**WORK TO BE COMPLETED**:
Give the data again exactly as written, skipping any pictures.

(Data extracted from a collection)
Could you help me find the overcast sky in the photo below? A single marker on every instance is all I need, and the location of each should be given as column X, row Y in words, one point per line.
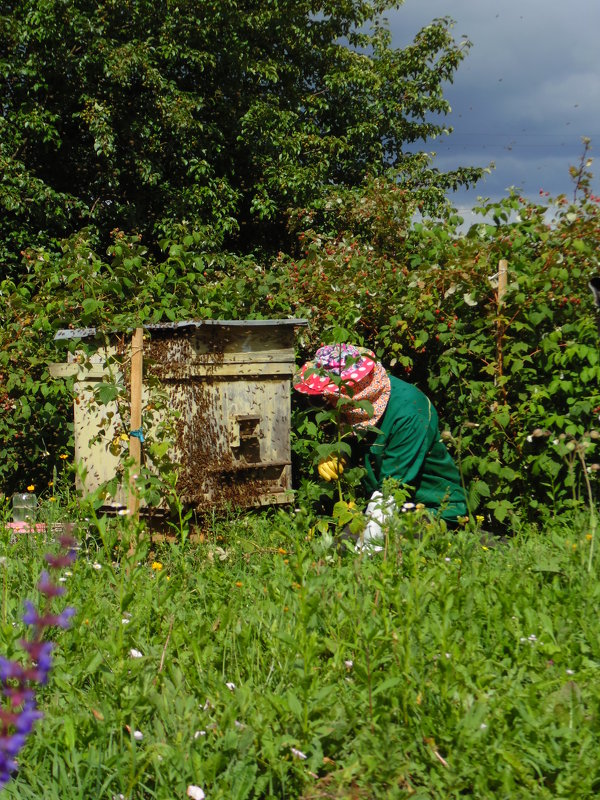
column 525, row 95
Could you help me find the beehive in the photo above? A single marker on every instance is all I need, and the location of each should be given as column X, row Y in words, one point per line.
column 228, row 381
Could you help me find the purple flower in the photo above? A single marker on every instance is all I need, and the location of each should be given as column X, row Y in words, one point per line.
column 47, row 588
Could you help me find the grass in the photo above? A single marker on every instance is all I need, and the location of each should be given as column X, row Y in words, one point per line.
column 261, row 663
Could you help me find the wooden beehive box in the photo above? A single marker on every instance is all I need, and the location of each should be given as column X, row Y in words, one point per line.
column 230, row 384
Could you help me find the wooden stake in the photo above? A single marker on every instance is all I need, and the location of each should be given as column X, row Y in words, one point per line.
column 135, row 442
column 502, row 280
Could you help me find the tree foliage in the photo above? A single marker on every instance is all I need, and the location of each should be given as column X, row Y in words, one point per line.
column 218, row 115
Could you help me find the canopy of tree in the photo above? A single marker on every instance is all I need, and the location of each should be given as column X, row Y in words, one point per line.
column 209, row 115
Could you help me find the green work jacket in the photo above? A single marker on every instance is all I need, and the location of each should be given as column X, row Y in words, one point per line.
column 409, row 449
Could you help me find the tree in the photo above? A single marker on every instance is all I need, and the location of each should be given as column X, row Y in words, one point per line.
column 211, row 115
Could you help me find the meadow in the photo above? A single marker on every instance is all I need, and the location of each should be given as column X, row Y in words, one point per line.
column 259, row 660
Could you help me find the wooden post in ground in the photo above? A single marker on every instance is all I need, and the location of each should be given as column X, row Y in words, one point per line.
column 502, row 282
column 135, row 434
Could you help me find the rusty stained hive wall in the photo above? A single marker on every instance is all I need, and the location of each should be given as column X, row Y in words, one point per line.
column 230, row 384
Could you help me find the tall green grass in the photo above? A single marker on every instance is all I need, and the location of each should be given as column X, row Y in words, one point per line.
column 263, row 663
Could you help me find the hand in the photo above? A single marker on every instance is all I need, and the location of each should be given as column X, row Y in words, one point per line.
column 331, row 468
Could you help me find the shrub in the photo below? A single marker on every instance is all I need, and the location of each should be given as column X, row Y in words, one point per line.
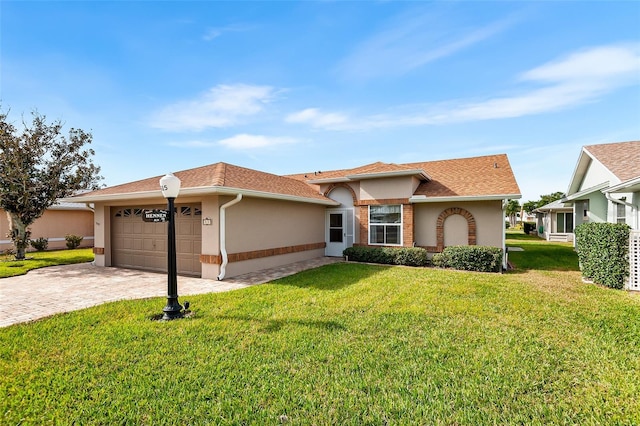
column 40, row 244
column 470, row 258
column 603, row 252
column 73, row 241
column 529, row 227
column 410, row 256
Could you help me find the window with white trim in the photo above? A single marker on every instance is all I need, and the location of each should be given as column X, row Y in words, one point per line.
column 564, row 222
column 621, row 213
column 385, row 225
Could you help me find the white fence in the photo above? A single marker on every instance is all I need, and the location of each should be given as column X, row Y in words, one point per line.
column 634, row 260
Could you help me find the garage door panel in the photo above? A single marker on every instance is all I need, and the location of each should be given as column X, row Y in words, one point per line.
column 143, row 245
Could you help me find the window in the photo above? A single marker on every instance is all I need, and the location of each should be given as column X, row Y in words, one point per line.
column 385, row 225
column 564, row 222
column 621, row 213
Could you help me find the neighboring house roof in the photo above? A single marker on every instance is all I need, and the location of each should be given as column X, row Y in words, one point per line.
column 553, row 206
column 488, row 177
column 621, row 159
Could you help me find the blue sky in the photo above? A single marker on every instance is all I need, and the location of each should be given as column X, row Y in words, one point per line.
column 289, row 87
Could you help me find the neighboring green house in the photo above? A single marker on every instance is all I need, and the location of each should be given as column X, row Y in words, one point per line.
column 605, row 187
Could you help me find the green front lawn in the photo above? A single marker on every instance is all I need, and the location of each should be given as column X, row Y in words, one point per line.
column 538, row 254
column 343, row 344
column 10, row 267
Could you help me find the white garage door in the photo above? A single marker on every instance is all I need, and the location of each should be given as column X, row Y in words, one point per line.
column 143, row 245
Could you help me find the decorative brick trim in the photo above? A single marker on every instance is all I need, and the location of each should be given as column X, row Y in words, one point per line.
column 384, row 201
column 364, row 225
column 257, row 254
column 450, row 212
column 407, row 225
column 342, row 185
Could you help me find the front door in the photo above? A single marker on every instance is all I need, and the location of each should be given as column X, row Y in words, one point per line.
column 336, row 234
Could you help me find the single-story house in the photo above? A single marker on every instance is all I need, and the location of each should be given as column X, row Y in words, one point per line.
column 605, row 186
column 555, row 221
column 232, row 220
column 59, row 220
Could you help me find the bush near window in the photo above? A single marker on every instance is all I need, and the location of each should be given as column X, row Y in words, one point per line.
column 40, row 244
column 73, row 241
column 470, row 258
column 409, row 256
column 603, row 252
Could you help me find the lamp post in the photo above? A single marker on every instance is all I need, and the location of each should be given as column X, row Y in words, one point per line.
column 170, row 186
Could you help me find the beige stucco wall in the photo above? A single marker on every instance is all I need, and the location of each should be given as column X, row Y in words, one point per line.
column 258, row 224
column 389, row 188
column 487, row 214
column 54, row 225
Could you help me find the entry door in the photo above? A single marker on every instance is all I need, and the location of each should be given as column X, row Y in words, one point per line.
column 336, row 234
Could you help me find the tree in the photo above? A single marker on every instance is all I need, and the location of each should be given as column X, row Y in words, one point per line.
column 512, row 210
column 38, row 166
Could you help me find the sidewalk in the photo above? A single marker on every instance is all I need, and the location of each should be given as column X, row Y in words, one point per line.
column 48, row 291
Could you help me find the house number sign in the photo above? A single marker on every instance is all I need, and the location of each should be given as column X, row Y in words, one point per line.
column 155, row 215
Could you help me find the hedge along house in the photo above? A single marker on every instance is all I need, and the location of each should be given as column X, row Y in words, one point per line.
column 232, row 220
column 58, row 221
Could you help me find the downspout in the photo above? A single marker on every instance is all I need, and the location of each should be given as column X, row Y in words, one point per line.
column 624, row 203
column 223, row 235
column 505, row 259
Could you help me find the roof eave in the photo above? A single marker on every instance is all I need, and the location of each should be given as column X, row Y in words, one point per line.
column 203, row 190
column 396, row 173
column 631, row 185
column 584, row 192
column 495, row 197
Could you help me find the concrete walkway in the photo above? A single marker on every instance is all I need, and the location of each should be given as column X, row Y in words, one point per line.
column 48, row 291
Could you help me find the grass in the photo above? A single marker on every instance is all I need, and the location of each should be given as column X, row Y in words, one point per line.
column 343, row 344
column 539, row 254
column 10, row 267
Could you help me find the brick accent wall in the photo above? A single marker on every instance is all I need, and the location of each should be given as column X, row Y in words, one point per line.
column 257, row 254
column 384, row 201
column 364, row 225
column 407, row 225
column 440, row 226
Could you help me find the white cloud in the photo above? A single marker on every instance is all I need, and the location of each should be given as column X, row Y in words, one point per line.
column 220, row 106
column 315, row 118
column 578, row 78
column 245, row 141
column 215, row 32
column 411, row 41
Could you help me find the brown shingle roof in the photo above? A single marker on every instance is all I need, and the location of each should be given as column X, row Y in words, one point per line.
column 462, row 177
column 621, row 158
column 220, row 175
column 476, row 176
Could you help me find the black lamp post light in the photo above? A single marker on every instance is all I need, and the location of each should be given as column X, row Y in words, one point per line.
column 170, row 186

**FULL ANSWER**:
Could you help me find the overcast sky in the photo below? A single marker on every instance is all I need, and the location of each should be given as column X, row Y in words, one point per line.
column 525, row 95
Could you help me find the beehive in the photo above? A single marker on every instance is all I need, and the location of each should be given as column X, row Y in words, one point per line.
column 228, row 381
Could you help me find the purple flower in the photo above? A single marker on every instance is all I need, and the location of each should be given as column X, row Y in words, one point per line.
column 47, row 588
Could you help me find the grass in the photo above? A single marker on every instance is all I need, and the location of each should be given as column X, row Y in words, one point per line.
column 261, row 663
Could you help me find the wooden beehive box in the photo above? A single marker on every instance is all I need, and the location of each should be given as column X, row Y in words, one point per line.
column 230, row 384
Could you help me find the wooden stake in the photo above? A single marker on every instance is all I need, and the location of each should be given as column X, row Y in words, one point per line.
column 135, row 442
column 502, row 280
Could you help me find the tree foliage in the photo above? A single marker on every instance is all I need, and the location of each should be given as column X, row Y in words, one point per line.
column 218, row 115
Could you help me find the canopy of tree in the photo above? A single marker on every instance is all I need, and the location of each should be given as column X, row Y in words, one point per line.
column 209, row 115
Could you help me find the green work jacket in the photo above? A single marker on every instance is all I need, and the location of each should be given as column X, row Y in words, one point per line.
column 409, row 449
Could you help me find the tree in the photo above? A single marker on every instance is all I need, and the location of each should be given as column X, row Y in words, one point per line.
column 211, row 115
Could you help me find the meadow in the photo above? A single marker on every instance is all I need, and the location of each should be given as column X, row Y in words, one point per line.
column 259, row 660
Could you help me find the wooden post in ground in the photo above? A single marker on every instance is all I need, and the location of each should be given as column X, row Y in words, one point per line.
column 502, row 282
column 135, row 434
Could you help me find the rusty stained hive wall in the photo above? A single marker on every instance is all I need, and the location of each should be given as column X, row Y in words, one point per line.
column 230, row 384
Could you help me find the tall green grass in the photo above? A single marker on every instance is all I need, and the location of each should be given as column X, row Y in words, one point per line.
column 263, row 663
Could you help me find the hand in the photo above? A single marker on every instance is all I need, and the location of each should be given as column X, row Y in words, one point per line.
column 331, row 468
Could you help me find the shrub in the photo below? A single marker on every instance is all I need, and the location of each should be given as column X, row Y in words, one point per line.
column 40, row 244
column 470, row 258
column 603, row 252
column 73, row 241
column 529, row 227
column 410, row 256
Could you help me find the window with white trim in the photo above? A single marker on every instance is all I need, and the location of each should be given as column X, row Y in words, one point per line.
column 564, row 222
column 621, row 213
column 385, row 225
Could you help me find the white fence in the photo above? A single marker on every instance is all I need, and the location of each should be given as column X, row Y in words, one point per line.
column 634, row 260
Could you help me find the garage door panel in the photo above? A single marker on every instance is all I need, and the location of each should be given as column X, row Y in words, one point per line.
column 143, row 245
Could you help me find the window in the photo above? A single marker on every instance is all I need, and the location of each should be given as column X, row Y in words, one point per line.
column 385, row 225
column 564, row 222
column 621, row 213
Could you help me find the neighboring house roof in the photo above? A single marker on every instance is all I need, and the location of each should be given as column X, row Y in words, one point per line.
column 553, row 206
column 488, row 177
column 621, row 159
Could you help me find the blue sky in the photo above? A single marker on every instance is all I need, and the location of each should be given as column X, row Y in words, one point per line.
column 289, row 87
Could you help me find the neighboring green house in the photo above? A single marker on every instance is all I need, and the location of each should be given as column X, row Y in words, one point per line.
column 605, row 187
Could you help me find the green front lawn in the photo above? A single marker on every instance is all I need, and the location of each should be given as column X, row Y in words, one point per line.
column 538, row 254
column 343, row 344
column 10, row 267
Could you help me find the white garage door in the photo above? A single marker on every instance is all I need, and the location of each should be given as column X, row Y in words, one point per line.
column 143, row 245
Could you help me find the decorative brick trim in the photo above? A single marker on every instance is all I need, and the location of each should be given as column X, row Y in words, one point per line.
column 384, row 201
column 364, row 225
column 257, row 254
column 450, row 212
column 407, row 225
column 342, row 185
Could you help me find the front door in the photo above? A single marker on every instance is all I need, and the location of each should be given as column X, row Y in words, one point per line.
column 336, row 234
Could you help me find the single-story house in the photo above? A single marker on every instance is all I need, and the location of each should be given as column X, row Y in words, one point per line.
column 605, row 186
column 555, row 221
column 232, row 220
column 59, row 220
Could you help me find the bush near window in the photo above? A single marker on every instance is all I need, and the location of each should be given as column X, row Y in words, one point per line.
column 40, row 244
column 73, row 241
column 470, row 258
column 409, row 256
column 603, row 252
Could you help me find the lamp post in the photo above? A single marker on every instance is all I need, and the location of each should be given as column X, row Y in words, one point per line.
column 170, row 186
Could you help me find the beige stucco wall in the photo above? A single marker on every instance is all I need, and the location of each should be given as column X, row Y in words, one point per line.
column 258, row 224
column 389, row 188
column 487, row 214
column 54, row 225
Could you help me find the entry door in the photo above? A single marker on every instance is all I need, and the location of each should be given as column X, row Y in words, one point per line.
column 336, row 234
Could you help me find the tree in the photo above? A single marker on every instance is all I need, and the location of each should be given as column X, row Y in words, one point per line.
column 512, row 210
column 38, row 166
Could you help me find the sidewalk in the photo above? A single marker on every instance is all I need, and the location of each should be given as column X, row Y in words, one point per line.
column 48, row 291
Could you help me find the house number sign in the photo above? A single marker on every instance is all I need, and the location of each should be given as column X, row Y in words, one point per line.
column 155, row 215
Could you help me find the hedge along house in the photo above? A single marker on every instance is all I need, and the location of each should be given as column X, row Y in words, one point per line.
column 232, row 220
column 58, row 221
Could you help me find the downspout in the photo above? A single marker on every instance is all I need, and the location of each should be given as column X, row Y in words, one point per line.
column 624, row 203
column 223, row 235
column 505, row 259
Could you help me find the roof eave in the photo above? A single marker on every instance is all I need, and the location of each should be given as column X, row Y in words, one point per line.
column 203, row 190
column 396, row 173
column 631, row 185
column 584, row 192
column 495, row 197
Could you help me find the concrete walkway in the photo above? A single marker on every instance is all I need, and the location of each should be given as column X, row Y in words, one point per line.
column 48, row 291
Could you help me find the grass in the photo above? A single marker on every instance is all I need, and the location of each should be given as column X, row Y in words, one point per line.
column 343, row 344
column 539, row 254
column 10, row 267
Could you help me find the brick accent wall in the photo above? A single marker on every instance is all I need, and the location of each should be given as column X, row Y in words, one point per line.
column 257, row 254
column 384, row 201
column 364, row 225
column 407, row 225
column 440, row 226
Could you help me find the white cloud in the photo above? A single marker on every instance is all I need, and the location of each should be given as column X, row Y in words, one point per line.
column 220, row 106
column 315, row 118
column 578, row 78
column 245, row 141
column 215, row 32
column 411, row 41
Could you help me find the brown shingle roof in the photo above? A single marker on every instance is all I need, and the location of each should be given as column X, row Y in words, one point per line.
column 462, row 177
column 621, row 158
column 220, row 175
column 476, row 176
Could you help me find the black lamp post light in the photo above? A single marker on every instance is all I need, and the location of each should be given as column X, row Y in words, one point per line.
column 170, row 186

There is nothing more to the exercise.